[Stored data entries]

◆ ◆ ◆ ◆ ◆

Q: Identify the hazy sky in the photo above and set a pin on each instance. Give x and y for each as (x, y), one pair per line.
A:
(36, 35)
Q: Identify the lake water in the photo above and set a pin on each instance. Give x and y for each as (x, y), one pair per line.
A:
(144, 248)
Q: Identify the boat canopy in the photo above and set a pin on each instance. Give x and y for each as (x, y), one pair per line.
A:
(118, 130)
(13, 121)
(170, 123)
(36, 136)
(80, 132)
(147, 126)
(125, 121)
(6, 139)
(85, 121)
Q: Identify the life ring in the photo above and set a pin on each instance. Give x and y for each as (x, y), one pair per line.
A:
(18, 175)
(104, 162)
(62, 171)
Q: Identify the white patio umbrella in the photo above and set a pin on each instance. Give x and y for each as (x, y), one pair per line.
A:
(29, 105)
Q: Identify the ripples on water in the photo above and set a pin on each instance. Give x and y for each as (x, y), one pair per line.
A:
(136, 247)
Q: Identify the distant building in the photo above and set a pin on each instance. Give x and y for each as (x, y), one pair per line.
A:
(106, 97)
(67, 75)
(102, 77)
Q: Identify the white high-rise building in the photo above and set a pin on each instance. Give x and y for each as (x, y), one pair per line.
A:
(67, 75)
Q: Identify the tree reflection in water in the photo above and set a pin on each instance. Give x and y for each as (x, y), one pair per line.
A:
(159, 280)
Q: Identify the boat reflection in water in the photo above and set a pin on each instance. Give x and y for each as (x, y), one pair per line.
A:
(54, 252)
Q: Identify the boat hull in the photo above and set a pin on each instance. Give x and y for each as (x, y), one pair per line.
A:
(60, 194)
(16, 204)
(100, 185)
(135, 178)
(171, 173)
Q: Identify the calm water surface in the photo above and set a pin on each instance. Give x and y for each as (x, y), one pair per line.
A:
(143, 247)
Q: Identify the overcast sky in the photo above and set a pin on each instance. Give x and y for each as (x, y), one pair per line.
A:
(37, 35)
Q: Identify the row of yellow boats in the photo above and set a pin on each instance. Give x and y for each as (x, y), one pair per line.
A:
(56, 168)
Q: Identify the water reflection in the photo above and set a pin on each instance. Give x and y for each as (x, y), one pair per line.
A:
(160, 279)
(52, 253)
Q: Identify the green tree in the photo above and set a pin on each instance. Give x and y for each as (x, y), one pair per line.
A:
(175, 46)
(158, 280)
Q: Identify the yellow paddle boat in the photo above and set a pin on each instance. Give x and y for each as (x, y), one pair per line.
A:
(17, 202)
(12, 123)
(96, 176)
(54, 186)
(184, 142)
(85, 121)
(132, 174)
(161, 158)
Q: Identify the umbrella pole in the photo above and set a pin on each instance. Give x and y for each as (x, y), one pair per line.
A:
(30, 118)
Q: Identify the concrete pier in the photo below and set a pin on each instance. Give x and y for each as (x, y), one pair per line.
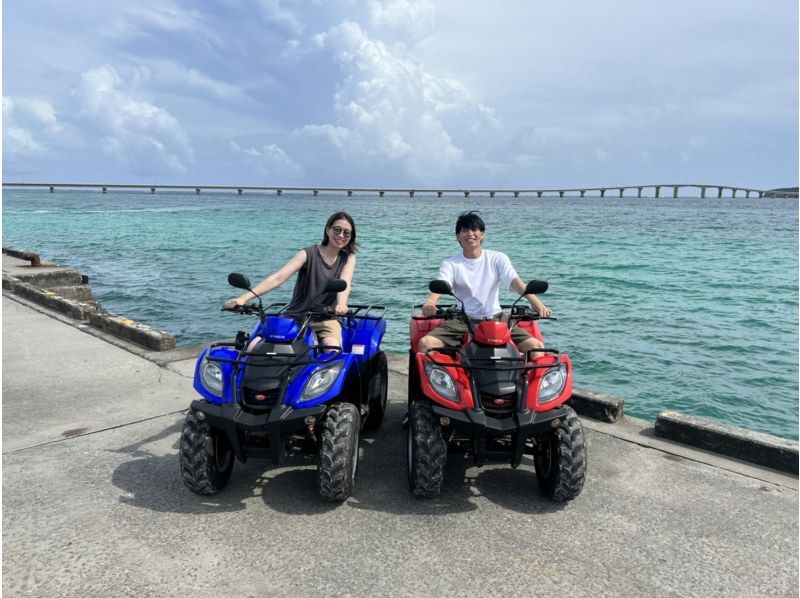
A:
(93, 501)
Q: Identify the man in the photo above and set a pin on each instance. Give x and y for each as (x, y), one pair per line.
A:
(475, 276)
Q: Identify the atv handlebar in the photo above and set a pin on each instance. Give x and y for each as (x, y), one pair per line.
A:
(363, 312)
(447, 312)
(491, 362)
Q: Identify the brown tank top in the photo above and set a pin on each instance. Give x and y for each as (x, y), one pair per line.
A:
(311, 279)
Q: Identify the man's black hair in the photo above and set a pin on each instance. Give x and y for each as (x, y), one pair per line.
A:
(470, 220)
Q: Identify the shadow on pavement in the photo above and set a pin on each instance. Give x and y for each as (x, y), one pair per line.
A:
(154, 481)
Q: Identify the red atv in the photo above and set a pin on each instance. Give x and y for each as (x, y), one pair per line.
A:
(500, 404)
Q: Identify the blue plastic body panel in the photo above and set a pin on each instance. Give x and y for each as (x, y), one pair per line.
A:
(227, 375)
(361, 340)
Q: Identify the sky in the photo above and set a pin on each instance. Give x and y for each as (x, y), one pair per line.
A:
(401, 93)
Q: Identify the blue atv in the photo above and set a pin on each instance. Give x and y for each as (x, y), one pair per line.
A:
(276, 392)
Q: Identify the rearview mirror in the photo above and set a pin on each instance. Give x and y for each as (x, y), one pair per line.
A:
(440, 287)
(240, 281)
(536, 287)
(337, 285)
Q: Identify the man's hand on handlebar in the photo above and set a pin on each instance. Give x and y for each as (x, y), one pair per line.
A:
(429, 310)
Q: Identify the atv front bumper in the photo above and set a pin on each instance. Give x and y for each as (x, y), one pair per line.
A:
(274, 426)
(521, 425)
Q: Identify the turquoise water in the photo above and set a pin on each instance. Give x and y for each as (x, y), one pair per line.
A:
(682, 304)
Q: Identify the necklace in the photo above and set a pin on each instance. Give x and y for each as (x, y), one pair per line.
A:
(326, 259)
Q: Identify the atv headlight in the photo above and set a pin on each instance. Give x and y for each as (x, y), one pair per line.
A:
(320, 381)
(553, 383)
(211, 376)
(441, 381)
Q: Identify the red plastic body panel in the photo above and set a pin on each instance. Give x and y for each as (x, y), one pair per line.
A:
(419, 328)
(535, 379)
(459, 376)
(495, 334)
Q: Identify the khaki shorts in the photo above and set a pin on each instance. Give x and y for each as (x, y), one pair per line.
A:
(452, 331)
(331, 329)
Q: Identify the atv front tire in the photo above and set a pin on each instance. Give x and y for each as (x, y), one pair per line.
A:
(427, 451)
(561, 465)
(206, 456)
(378, 391)
(338, 453)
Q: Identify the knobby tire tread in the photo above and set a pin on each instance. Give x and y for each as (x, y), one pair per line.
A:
(337, 450)
(429, 454)
(568, 472)
(197, 459)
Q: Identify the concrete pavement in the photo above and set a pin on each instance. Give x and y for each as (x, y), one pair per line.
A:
(94, 504)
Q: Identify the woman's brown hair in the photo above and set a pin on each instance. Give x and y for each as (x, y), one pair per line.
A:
(352, 246)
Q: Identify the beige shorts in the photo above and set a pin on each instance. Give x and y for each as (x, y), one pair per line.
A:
(330, 329)
(452, 331)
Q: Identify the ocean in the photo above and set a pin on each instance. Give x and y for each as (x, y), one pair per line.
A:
(679, 304)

◆ ◆ ◆ ◆ ◆

# WORK TO BE COMPLETED:
Exclude the pictures, then retype every record exactly.

# RESPONSE TO THIS TASK:
Q: Identify the hazy sky in the photo above and set a pin on each instance. Give x and y for each as (x, y), one pair per line.
A:
(36, 35)
Q: Identify the lake water in the photo above and set a pin on each instance. Give x and y for each as (x, y), one pair per line.
A:
(144, 248)
Q: Identify the boat canopy in the photo above and set a pin on each instance. Give x and y for each as (x, y), one pair per line.
A:
(118, 130)
(13, 121)
(170, 123)
(36, 136)
(80, 132)
(147, 126)
(125, 121)
(6, 139)
(85, 121)
Q: Identify the life ring in the photo above and set a pin on each instance. Give x and y for each as (x, y), one pair per line.
A:
(18, 175)
(104, 162)
(62, 171)
Q: Identify the white patio umbrella in the photo above and set a pin on each instance. Give x and y for each as (x, y), one pair per line.
A:
(29, 105)
Q: Identify the ripples on water in the photo above and set a pin on each instance. Give x and y for each as (x, y), one pair per line.
A:
(136, 247)
Q: Identify the distant building in the photo above and set a pin on each instance. Give x and y for each as (x, y), one pair per line.
A:
(106, 97)
(67, 75)
(102, 77)
Q: Identify the white high-rise building in the photo above and set a pin on each instance. Give x and y for each as (x, y), one pair per line.
A:
(67, 75)
Q: Identify the tree reflection in water in the photo above and set a pin on each instance. Give x and y for each as (x, y), one pair per line.
A:
(159, 280)
Q: Identify the boat reflection in water in the photo above and set a pin on each instance. Give x and y for each as (x, y), one pair per line.
A:
(54, 252)
Q: Identify the boat hull in the photo above and set a pin on each instance. Give x and y for each as (x, y), one pair per line.
A:
(60, 194)
(16, 204)
(100, 185)
(135, 178)
(171, 173)
Q: Identify the calm water surface in the photo above and set a pin on each instance. Give x and y for each as (x, y), one pair per line.
A:
(143, 247)
Q: Identify the overcast sky in the photo above and set a pin on each instance. Give x and y for each as (x, y), one pair per line.
A:
(37, 35)
Q: Identify the row of yellow boats in the photo above and set a pin on each instance. Give x and y for each as (x, y), one pair per line.
A:
(56, 168)
Q: Identify the water reflection in the photo above and set a pin on each instance. Give x and y for each as (x, y), one pair per line.
A:
(160, 279)
(52, 253)
Q: Identify the green tree in the photo above and set a pin on each instance. Give x and y for each as (x, y), one pair per line.
A:
(175, 46)
(158, 280)
Q: Identify the yellow paddle boat in the photo above and set a pin on each instance. Give x and y for each as (x, y), one pair per line.
A:
(17, 202)
(12, 123)
(96, 176)
(54, 186)
(184, 142)
(85, 121)
(132, 174)
(161, 158)
Q: Identify the umbrella pole in the photo above and set a pin on each instance. Give x and y for each as (x, y), one pair per line.
A:
(30, 118)
Q: Identify the concrete pier in the photo below and set a pin on each instance. Give x and y for each as (x, y), one pair per line.
A:
(93, 501)
Q: Identify the man in the photo above and set a pin on each instance. Give x and y for each as (x, y), one pair per line.
A:
(475, 276)
Q: Identify the atv handlebar in the photo above and set a pin on each instance. Give x and y for each as (x, y), one pair per line.
A:
(363, 312)
(447, 312)
(491, 362)
Q: Identify the brown tank top in the photo above and set a pin on each instance. Give x and y for each as (x, y), one pair per line.
A:
(311, 279)
Q: Identify the man's black hair in the photo above and set a pin on each instance. Give x and y for each as (x, y), one pair per line.
A:
(470, 220)
Q: Identify the shadow on pavement in the photo above and set a pin on each instance. Give x and y for each as (x, y), one pair per line.
A:
(154, 481)
Q: Identify the red atv in the photo above and set a pin on each instance. Give x and y for each as (x, y), one pair per line.
A:
(500, 404)
Q: Identify the blue plastic body panel in the photo above and set a pin on each instance. Give x and y for each as (x, y), one pair per line.
A:
(227, 375)
(361, 340)
Q: Identify the sky in the photo above and set a pin on each instance. Give x and y for each as (x, y), one pair per line.
A:
(401, 93)
Q: Identify the blue atv in the photo above and set a pin on each instance. Give x and y for each as (x, y), one pair per line.
A:
(276, 392)
Q: Identify the rearview mirror in the photo above and set a pin on each instance. Give x and y for each as (x, y), one pair per line.
A:
(440, 287)
(240, 281)
(536, 287)
(337, 285)
Q: Identify the man's hand on handlebar in the photo above and set a pin on each instance. Give x and y for each as (x, y), one pair per line.
A:
(429, 310)
Q: Identify the atv front bumper in the photo above and set a pin on each instance. Give x and y for each as (x, y), one pair per line.
A:
(274, 426)
(521, 425)
Q: Identify the turquoise water in the photo above and set a pin on each instance. Give x and y for each as (x, y), one pair per line.
A:
(682, 304)
Q: Identify the necklace in the photo above and set a pin on each instance. Give x and y for each as (x, y), one pair per line.
A:
(326, 259)
Q: Identify the atv headlight in the photo above and set a pin on each instance. Give x and y for each as (x, y), one pair per line.
A:
(320, 381)
(553, 383)
(211, 376)
(441, 381)
Q: Identify the red plastic body panel in the photo above and set a pin on each instance. Give x and y for each as (x, y), one pair per line.
A:
(419, 328)
(535, 379)
(459, 376)
(495, 334)
Q: Identify the khaki shorts in the photo above and set a pin on each instance. Give x and y for each as (x, y), one pair per line.
A:
(452, 331)
(331, 329)
Q: Identify the atv front tire in the photo above and set a pin on each instance. Give x and y for each as (x, y), one pair per line.
A:
(427, 451)
(561, 465)
(206, 456)
(378, 391)
(338, 453)
Q: Identify the knobby tire tread in the photo above and set a pin on each instance. Give x and y for each as (x, y), one pair per line.
A:
(337, 450)
(429, 454)
(568, 472)
(197, 459)
Q: Identify the concrete pavement in the photo above and set a pin on each instance. Give x and y for each as (x, y), one pair per line.
A:
(94, 504)
Q: Identify the woman's brown hair in the photo above and set a pin on each instance. Give x and y for each as (x, y), one pair per line.
A:
(352, 246)
Q: Identify the beige shorts in the photo above and set a pin on each instance. Give x and y for each as (x, y), one pair per line.
A:
(330, 329)
(452, 331)
Q: Identify the ocean in the photo above and set a pin on each instance. Give x and y for each as (x, y), one pair per line.
A:
(679, 304)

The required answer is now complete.